> **Activity**:
Gather each line containing the string "this" from these entries.

---------- Stored data ----------

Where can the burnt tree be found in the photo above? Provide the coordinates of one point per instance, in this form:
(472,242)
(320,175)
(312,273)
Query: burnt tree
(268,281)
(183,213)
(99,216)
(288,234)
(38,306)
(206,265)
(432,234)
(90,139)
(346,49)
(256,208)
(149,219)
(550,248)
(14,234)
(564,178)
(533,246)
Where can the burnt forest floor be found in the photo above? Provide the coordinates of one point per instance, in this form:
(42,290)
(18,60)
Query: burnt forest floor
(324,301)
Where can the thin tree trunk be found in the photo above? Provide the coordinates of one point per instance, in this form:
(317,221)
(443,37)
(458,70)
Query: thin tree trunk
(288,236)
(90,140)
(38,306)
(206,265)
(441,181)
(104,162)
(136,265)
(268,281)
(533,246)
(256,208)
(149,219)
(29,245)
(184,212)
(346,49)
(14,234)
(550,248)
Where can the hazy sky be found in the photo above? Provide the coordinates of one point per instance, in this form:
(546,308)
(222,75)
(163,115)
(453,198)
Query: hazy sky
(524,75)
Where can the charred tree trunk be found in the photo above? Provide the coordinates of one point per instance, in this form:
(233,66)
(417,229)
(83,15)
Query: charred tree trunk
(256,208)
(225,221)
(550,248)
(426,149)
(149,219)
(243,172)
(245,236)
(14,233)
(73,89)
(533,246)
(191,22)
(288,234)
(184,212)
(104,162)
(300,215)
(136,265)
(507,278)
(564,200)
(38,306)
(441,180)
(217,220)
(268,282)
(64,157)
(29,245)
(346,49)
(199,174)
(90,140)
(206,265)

----------

> **Response**:
Where can the burnt tree be found in the photo above? Provide the coordinates of one point per instance, in this form:
Where can the burnt forest floor be found in the photo above? Provide the coordinates of one point per instance, in this form:
Where can the thin tree trunk be found in the photo above? Provide the coordinates of one point per instance, in this form:
Where can the hazy sky be found in the photo above? Provide the coordinates of one point per instance, in this form:
Where can the charred tree trunk be found in the photo above? Provide the coordinates of one point per instance, in this form:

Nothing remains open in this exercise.